PROBLEM DESCRIPTION: Leaving out only the pictures, write out all the entries exactly.

Region pointing data:
★ ★ ★ ★ ★ ★ ★
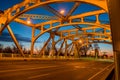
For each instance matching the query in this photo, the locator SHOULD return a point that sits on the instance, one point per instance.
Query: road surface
(50, 70)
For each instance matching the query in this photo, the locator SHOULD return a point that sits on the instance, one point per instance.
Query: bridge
(67, 35)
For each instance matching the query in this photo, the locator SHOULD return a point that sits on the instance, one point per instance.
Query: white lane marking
(32, 77)
(27, 69)
(99, 72)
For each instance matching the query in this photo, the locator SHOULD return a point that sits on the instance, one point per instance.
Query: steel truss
(16, 14)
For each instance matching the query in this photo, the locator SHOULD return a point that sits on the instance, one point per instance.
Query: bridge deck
(50, 70)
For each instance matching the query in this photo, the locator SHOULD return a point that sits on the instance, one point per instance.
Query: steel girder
(8, 17)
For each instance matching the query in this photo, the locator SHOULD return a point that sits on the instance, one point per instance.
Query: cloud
(5, 37)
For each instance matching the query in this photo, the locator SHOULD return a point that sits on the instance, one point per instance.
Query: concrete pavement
(50, 70)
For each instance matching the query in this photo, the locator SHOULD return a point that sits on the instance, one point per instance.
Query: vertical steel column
(60, 48)
(53, 44)
(114, 13)
(45, 45)
(32, 40)
(15, 40)
(66, 46)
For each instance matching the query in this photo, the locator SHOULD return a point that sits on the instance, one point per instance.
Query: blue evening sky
(23, 33)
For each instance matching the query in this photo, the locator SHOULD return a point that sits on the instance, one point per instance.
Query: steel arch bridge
(95, 31)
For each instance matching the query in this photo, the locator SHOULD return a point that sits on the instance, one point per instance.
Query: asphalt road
(50, 70)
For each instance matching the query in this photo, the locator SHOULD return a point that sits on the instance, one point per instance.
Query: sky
(23, 33)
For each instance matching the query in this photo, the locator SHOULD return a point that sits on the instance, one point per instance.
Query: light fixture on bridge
★ ★ ★ ★ ★ ★ ★
OUTPUT OF THE EXERCISE:
For each instance matching the query in this photo, the locator SHOULD return a point that sits on the instance, one point per instance.
Query: road surface
(50, 70)
For each instance matching the query in this photo, the locator SHOULD return a point that sits on the instance, one point per instance.
Query: bridge
(67, 35)
For each instance matching the query in this photo, the locator SHOULD return a point that sits on the instance, one point per instance.
Query: white lane marking
(32, 77)
(27, 69)
(99, 72)
For each instance matching the query in this photo, the locator SHOULD return a point that sits on the instance, one point per instance.
Query: steel truss
(16, 14)
For each instance matching the query in this photo, the locator SHOULD return a point that sits on the instance, one point per instance.
Query: bridge deck
(50, 70)
For each instance matching the query in this photo, the locator SHOULD return a point that sits on the instance, one point per instance.
Query: steel girder
(8, 17)
For each instance matching the query in this photo, the locator SHOULD return a point that sits on the instance, one point per instance.
Query: cloud
(5, 37)
For each instance matching the query in this photo, the locator SHOULD return a point that sits on the instance, one point per instance.
Query: concrete pavement
(50, 70)
For each instance matching the query in this photo, the locator SHOULD return a point that sits on the instance, one point per instance.
Query: vertical steel column
(60, 48)
(53, 44)
(114, 13)
(45, 45)
(32, 40)
(15, 40)
(66, 46)
For each instance matching the query in this photo, the locator SHOULD return a point that sits on the instance, one point per instance.
Query: blue evening sky
(23, 33)
For each instance matching the query in this photo, the locator SHOULD return a point that sits on the instance, one point per instance.
Query: steel arch bridge
(95, 31)
For each instance matching the query in this photo, the locator SHOULD return a point that sits on the instance, one point per instance.
Query: asphalt road
(50, 70)
For each instance matching the query in this photo, the locator SHOULD return a point that sits on the instance, one point per instance.
Query: sky
(23, 33)
For each instance matching the query in this photo, the locator SHOULD return a point that sits on the instance, one point per instance.
Query: light fixture on bridge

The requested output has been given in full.